§ Given request:
Return exactly the lines from the "of the asphalt" line through the last line of the entries below. Include no pictures.
Start Data shown
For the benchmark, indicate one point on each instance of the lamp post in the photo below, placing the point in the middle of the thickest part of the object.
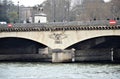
(18, 13)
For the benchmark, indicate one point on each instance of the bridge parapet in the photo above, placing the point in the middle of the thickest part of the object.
(62, 28)
(59, 26)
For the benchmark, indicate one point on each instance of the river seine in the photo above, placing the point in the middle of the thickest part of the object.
(36, 70)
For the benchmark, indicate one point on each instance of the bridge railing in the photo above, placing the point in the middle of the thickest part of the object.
(62, 24)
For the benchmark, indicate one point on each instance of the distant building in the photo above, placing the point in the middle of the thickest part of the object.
(26, 14)
(40, 18)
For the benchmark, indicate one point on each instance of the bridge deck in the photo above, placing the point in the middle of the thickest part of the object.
(57, 27)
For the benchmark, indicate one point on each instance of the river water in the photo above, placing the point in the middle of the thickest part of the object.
(36, 70)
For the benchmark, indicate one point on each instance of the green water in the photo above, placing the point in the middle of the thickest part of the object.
(37, 70)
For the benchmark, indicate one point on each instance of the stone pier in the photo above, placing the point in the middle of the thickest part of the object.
(62, 56)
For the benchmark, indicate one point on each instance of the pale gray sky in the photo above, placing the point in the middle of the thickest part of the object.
(28, 2)
(34, 2)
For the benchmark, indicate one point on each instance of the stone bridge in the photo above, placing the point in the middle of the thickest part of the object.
(33, 38)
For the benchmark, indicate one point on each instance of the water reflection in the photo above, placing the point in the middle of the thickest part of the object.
(18, 70)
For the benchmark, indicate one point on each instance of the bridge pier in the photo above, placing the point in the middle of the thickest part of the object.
(59, 55)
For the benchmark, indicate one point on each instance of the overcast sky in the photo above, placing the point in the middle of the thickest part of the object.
(33, 2)
(28, 2)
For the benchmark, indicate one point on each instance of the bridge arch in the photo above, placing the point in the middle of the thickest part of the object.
(106, 41)
(18, 45)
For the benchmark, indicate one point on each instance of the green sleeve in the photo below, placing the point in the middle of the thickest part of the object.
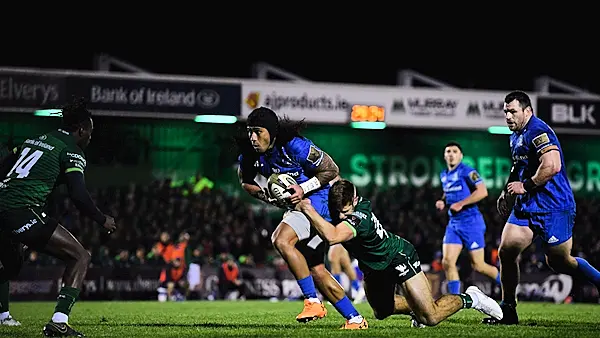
(72, 159)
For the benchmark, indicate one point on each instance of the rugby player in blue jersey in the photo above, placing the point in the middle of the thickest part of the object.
(544, 204)
(463, 189)
(272, 146)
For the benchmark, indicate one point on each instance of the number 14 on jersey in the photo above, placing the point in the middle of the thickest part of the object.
(25, 163)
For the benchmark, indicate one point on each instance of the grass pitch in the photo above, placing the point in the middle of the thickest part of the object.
(266, 319)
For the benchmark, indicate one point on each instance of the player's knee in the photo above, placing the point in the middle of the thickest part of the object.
(478, 266)
(508, 253)
(426, 318)
(381, 314)
(83, 258)
(281, 243)
(283, 240)
(561, 263)
(448, 263)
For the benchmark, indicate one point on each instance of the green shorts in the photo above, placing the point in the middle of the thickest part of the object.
(381, 284)
(30, 226)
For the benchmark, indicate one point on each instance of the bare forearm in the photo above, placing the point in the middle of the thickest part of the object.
(255, 191)
(544, 173)
(326, 229)
(476, 196)
(327, 170)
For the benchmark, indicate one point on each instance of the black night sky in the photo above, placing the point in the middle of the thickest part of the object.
(481, 67)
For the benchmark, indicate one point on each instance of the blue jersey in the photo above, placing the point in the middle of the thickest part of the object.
(526, 147)
(458, 184)
(298, 158)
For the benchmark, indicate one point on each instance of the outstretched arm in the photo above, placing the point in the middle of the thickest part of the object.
(332, 234)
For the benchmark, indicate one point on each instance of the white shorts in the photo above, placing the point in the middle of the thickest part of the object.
(332, 248)
(194, 275)
(301, 226)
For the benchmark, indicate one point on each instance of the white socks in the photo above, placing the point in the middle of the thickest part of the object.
(60, 317)
(355, 320)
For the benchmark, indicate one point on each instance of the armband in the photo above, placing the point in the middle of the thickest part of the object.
(529, 185)
(310, 185)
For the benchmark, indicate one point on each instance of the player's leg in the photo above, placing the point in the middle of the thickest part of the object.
(380, 287)
(11, 257)
(516, 237)
(335, 265)
(430, 312)
(478, 263)
(314, 250)
(64, 246)
(294, 227)
(335, 293)
(339, 260)
(451, 248)
(349, 270)
(475, 242)
(557, 230)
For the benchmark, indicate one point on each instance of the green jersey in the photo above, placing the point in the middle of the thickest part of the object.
(372, 245)
(41, 166)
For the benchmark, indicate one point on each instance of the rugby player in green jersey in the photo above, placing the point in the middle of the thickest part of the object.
(38, 166)
(388, 260)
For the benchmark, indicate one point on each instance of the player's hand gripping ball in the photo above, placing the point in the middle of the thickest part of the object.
(279, 187)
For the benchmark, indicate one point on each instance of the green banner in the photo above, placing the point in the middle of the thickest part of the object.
(414, 157)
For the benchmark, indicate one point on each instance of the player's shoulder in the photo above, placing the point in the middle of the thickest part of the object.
(538, 126)
(465, 169)
(363, 208)
(297, 143)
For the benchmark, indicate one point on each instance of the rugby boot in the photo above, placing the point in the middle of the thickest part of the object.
(311, 311)
(10, 321)
(484, 304)
(53, 329)
(510, 316)
(356, 323)
(414, 322)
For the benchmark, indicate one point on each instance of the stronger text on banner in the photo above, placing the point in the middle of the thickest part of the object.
(570, 113)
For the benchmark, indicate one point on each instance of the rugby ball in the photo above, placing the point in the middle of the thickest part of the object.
(279, 185)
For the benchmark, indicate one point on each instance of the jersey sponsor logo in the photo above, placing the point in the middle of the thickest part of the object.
(474, 176)
(40, 144)
(359, 214)
(77, 160)
(402, 269)
(353, 220)
(520, 157)
(25, 227)
(449, 188)
(541, 140)
(314, 155)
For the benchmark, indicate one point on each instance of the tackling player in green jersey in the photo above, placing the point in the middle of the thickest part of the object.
(41, 164)
(388, 260)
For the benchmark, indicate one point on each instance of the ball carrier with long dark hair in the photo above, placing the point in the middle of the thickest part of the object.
(274, 145)
(41, 164)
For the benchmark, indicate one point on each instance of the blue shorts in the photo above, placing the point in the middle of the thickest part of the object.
(553, 228)
(320, 201)
(469, 232)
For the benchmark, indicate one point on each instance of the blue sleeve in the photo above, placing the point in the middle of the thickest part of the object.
(472, 177)
(248, 172)
(542, 138)
(305, 153)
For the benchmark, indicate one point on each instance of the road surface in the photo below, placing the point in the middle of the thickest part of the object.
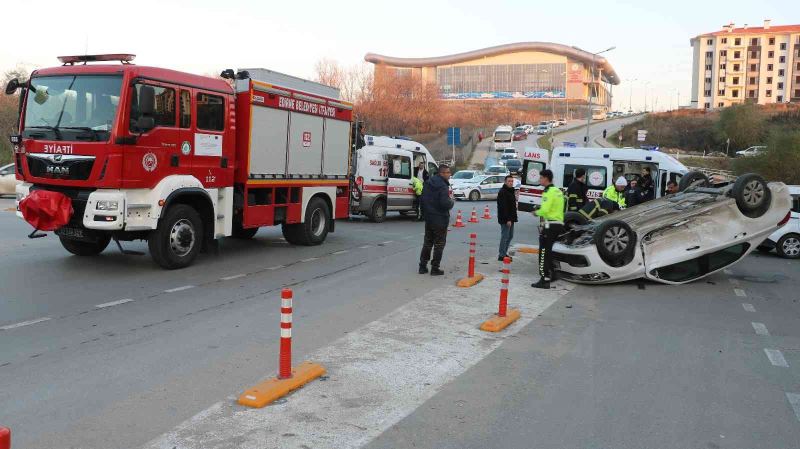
(113, 352)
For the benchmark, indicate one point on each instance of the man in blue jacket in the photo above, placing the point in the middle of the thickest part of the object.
(436, 205)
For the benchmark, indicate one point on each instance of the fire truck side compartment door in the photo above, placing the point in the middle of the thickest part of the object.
(268, 139)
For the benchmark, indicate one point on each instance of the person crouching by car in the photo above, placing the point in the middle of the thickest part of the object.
(551, 225)
(506, 215)
(436, 205)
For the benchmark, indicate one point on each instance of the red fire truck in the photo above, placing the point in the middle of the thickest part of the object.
(124, 152)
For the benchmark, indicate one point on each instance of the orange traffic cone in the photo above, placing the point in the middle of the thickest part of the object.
(459, 223)
(474, 217)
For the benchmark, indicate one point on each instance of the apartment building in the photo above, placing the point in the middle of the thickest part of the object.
(748, 64)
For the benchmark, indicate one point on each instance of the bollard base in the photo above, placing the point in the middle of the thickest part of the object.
(469, 282)
(272, 389)
(498, 323)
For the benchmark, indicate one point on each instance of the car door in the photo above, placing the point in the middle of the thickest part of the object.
(400, 191)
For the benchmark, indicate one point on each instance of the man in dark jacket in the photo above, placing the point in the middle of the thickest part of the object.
(436, 205)
(506, 215)
(576, 192)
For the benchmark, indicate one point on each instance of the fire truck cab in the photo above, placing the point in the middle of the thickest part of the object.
(181, 160)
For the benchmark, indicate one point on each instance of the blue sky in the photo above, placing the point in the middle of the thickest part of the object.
(652, 39)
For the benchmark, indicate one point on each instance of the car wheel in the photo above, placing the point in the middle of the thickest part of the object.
(693, 179)
(752, 195)
(378, 212)
(615, 242)
(789, 246)
(81, 248)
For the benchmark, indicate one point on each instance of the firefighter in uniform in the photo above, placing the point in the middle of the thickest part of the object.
(576, 192)
(551, 225)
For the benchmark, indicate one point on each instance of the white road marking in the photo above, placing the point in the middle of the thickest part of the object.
(178, 289)
(24, 323)
(379, 373)
(760, 328)
(776, 358)
(235, 276)
(794, 400)
(113, 303)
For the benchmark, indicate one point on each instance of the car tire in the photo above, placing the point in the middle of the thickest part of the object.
(178, 239)
(377, 212)
(752, 195)
(789, 246)
(81, 248)
(615, 242)
(691, 179)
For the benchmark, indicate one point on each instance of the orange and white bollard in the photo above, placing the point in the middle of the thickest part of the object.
(285, 357)
(459, 223)
(474, 217)
(5, 438)
(505, 316)
(472, 278)
(288, 379)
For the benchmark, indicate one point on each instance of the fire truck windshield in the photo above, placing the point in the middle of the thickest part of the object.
(72, 107)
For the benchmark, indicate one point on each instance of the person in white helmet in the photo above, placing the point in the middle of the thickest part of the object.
(616, 193)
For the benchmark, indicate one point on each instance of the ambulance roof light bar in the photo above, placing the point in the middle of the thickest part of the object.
(124, 58)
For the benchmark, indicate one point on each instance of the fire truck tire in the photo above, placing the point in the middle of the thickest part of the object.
(81, 248)
(378, 211)
(178, 239)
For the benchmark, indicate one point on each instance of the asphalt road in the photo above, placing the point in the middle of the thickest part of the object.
(714, 364)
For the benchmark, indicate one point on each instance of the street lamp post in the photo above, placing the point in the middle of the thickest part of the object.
(589, 102)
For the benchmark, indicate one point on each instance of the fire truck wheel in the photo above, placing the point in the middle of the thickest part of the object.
(80, 248)
(178, 239)
(378, 212)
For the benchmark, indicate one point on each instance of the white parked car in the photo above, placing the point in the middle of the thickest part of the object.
(482, 187)
(751, 151)
(676, 239)
(8, 180)
(786, 240)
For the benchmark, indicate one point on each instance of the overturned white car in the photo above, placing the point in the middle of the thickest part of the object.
(675, 239)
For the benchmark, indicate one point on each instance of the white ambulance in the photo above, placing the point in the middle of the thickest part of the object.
(382, 173)
(602, 166)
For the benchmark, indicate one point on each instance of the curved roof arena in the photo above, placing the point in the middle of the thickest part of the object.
(609, 74)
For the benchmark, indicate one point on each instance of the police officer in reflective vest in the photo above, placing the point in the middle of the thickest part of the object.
(551, 225)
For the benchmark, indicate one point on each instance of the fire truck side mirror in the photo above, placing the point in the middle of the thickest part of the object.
(12, 86)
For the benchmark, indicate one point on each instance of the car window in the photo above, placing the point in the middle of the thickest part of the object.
(699, 266)
(595, 176)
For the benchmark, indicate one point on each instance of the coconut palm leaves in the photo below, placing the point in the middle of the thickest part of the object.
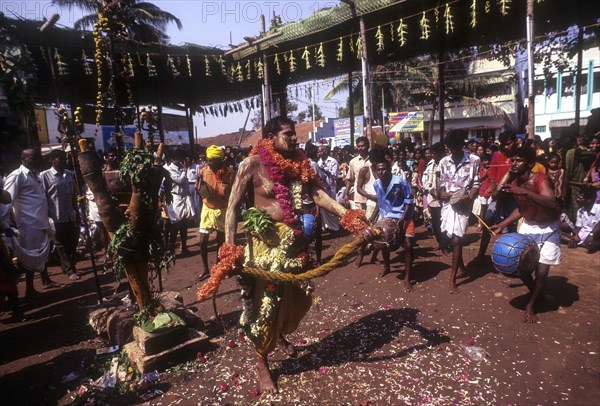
(143, 21)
End Data shown
§ Response to the exercise:
For the benchmark, indicate one point on each instance of the asphalt road in the photo above, placing the point in the middle of the thickest part of the object.
(714, 364)
For the benchmark, indicate one point on each instance of the street lamp post in the photo above, placing the point in the middle of the thickest part of the object.
(589, 102)
For the benchmark, indicate one point on each instance of the fire truck wheel in the photo above, placing the point in the middle of the thickest part of the object.
(80, 248)
(178, 239)
(378, 212)
For the benchmark, indicate one point on each instance of the white parked car in the photo above, placing the point in the middle of the thickest part of the object.
(482, 187)
(751, 151)
(676, 239)
(8, 180)
(786, 240)
For the benchmark, indicate one point on each instance of the overturned white car in the photo above, placing the point in the middle of the thickest part of the object.
(675, 239)
For the benchmark, indicate one point on each instance of the white ambulance in the photo above, placing the point in the middle of the thickest part of the object.
(382, 173)
(602, 166)
For the benchmark, indicate one point on each instance of the curved roof arena in the photo above, placing the point in the middle of the thickest part of the object.
(609, 74)
For the benchmark, indicate one point on each instance of the police officer in reflective vest in the photo above, placing the point in the middle of the thickest part of the object.
(551, 225)
For the benchmark, indicate one point on each instance of the fire truck side mirror in the photo above, placing the point in the middle of the thickest part of the object.
(12, 86)
For the benchmark, indicate one point on each instance of the car window in the photo above, placing the point in the middle of the thickest part of the object.
(699, 266)
(595, 176)
For the benchmark, indicate one point on each instance of the coconut palm leaves in the photo below, placing the point in the middle of the thickest part of the object.
(143, 21)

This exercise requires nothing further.